◆ TASK TO CARRY OUT
Please read the passage below about Baldrick: in the first series, what position did Edmund give Baldrick at the Battle of Bosworth Field?

* begin EXCERPT TO READ *

Although Baldrick's main goal is mostly very hidden, with a clever eye it is seen that he makes several attempts throughout history to raise his social standing, similar to Blackadder although the latter had much more success.
- In the first series, Baldrick (a servant in the castle and a dung gatherer at the time) managed to gain favour with Lord Edmund Plantagenet by claiming he witnessed the King giving Edmund a special greeting (sarcastically). Edmund, impressed with Baldrick "admiring" him, appointed him his squire in the Battle of Bosworth Field. Later, when Richard III was killed (by Edmund), Baldrick helped him cover it up and managed to remain in Edmund's service after he became a prince. Throughout the first series, Baldrick always assists Edmund and keeps him in the illusion that he is admired until the last episode where Baldrick gets fired and, due to having worked for years to even get into the castle, goes to very low jobs. After Edmund left, he cried (either for losing his status or for actual attachment to the Prince). Baldrick managed to do one last thing for the Prince and, with Lord Percy Percy's assistance, killed the Black Seal (the six most evil men in England plus Blackadder's archenemy). Percy accidentally also poisoned the royal family and Edmund. It is unknown what happened to him.

* end EXCERPT TO READ *
* begin LISTED ENTRIES *

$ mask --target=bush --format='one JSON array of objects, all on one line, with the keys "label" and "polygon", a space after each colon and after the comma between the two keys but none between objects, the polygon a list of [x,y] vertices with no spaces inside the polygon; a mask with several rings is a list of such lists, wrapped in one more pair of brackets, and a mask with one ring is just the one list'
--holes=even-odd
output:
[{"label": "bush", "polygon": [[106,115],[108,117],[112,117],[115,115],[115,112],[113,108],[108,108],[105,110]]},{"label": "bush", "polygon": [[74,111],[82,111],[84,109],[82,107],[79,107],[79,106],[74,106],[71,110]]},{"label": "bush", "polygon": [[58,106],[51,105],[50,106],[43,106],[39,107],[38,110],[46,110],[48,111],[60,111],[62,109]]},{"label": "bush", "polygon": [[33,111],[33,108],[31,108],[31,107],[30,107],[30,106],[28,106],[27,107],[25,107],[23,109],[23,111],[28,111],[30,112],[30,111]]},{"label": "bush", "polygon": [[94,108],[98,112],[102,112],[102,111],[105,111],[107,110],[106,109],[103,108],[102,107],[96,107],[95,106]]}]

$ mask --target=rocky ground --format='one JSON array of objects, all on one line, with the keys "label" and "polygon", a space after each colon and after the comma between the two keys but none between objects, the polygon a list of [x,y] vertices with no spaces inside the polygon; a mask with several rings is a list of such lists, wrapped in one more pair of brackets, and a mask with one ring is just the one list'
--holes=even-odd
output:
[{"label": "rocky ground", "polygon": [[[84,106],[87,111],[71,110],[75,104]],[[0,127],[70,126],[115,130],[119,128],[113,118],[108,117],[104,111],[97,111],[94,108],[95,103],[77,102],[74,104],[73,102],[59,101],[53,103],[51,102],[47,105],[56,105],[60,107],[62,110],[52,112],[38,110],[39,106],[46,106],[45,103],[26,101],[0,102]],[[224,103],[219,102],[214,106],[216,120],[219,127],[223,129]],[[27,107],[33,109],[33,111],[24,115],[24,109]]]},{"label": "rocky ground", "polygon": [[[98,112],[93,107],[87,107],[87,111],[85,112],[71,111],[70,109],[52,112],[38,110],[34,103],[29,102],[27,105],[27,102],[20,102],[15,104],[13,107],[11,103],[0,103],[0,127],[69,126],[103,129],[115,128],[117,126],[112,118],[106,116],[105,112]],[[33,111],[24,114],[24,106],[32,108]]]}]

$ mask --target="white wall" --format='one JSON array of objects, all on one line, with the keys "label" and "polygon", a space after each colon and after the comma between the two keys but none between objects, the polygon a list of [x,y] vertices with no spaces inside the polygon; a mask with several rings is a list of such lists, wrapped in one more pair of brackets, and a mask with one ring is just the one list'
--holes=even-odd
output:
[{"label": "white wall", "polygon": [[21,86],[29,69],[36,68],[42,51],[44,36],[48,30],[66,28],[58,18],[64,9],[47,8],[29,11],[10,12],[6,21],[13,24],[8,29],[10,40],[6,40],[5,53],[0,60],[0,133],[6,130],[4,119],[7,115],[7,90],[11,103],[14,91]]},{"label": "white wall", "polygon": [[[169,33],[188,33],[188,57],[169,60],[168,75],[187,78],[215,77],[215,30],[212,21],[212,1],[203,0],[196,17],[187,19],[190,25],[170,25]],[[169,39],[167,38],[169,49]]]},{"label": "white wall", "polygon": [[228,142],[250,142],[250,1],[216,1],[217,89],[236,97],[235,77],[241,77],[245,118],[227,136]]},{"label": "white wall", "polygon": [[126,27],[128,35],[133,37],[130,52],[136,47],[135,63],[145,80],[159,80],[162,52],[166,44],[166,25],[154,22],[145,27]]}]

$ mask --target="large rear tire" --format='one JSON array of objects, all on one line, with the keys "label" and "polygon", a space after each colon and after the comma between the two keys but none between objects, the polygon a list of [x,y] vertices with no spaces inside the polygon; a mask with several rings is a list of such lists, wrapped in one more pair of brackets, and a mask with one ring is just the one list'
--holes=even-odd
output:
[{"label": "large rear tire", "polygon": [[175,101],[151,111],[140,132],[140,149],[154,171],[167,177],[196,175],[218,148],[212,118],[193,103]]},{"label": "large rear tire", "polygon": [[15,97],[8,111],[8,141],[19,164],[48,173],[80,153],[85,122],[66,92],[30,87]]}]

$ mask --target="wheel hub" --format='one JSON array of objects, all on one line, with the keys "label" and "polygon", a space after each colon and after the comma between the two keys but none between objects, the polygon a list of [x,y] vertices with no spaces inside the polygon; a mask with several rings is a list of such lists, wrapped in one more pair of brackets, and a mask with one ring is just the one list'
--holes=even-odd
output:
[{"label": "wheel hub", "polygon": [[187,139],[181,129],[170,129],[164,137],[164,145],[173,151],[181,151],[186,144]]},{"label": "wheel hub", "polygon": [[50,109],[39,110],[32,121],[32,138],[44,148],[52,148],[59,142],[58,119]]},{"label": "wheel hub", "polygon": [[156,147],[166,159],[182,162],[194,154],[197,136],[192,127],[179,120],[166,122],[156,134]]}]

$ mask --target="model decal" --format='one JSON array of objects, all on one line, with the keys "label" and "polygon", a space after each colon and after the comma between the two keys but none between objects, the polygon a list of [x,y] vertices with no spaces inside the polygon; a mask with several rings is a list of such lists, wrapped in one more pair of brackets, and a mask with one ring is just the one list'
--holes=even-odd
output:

* end LISTED ENTRIES *

◆ TASK OUTPUT
Edmund made Baldrick his squire.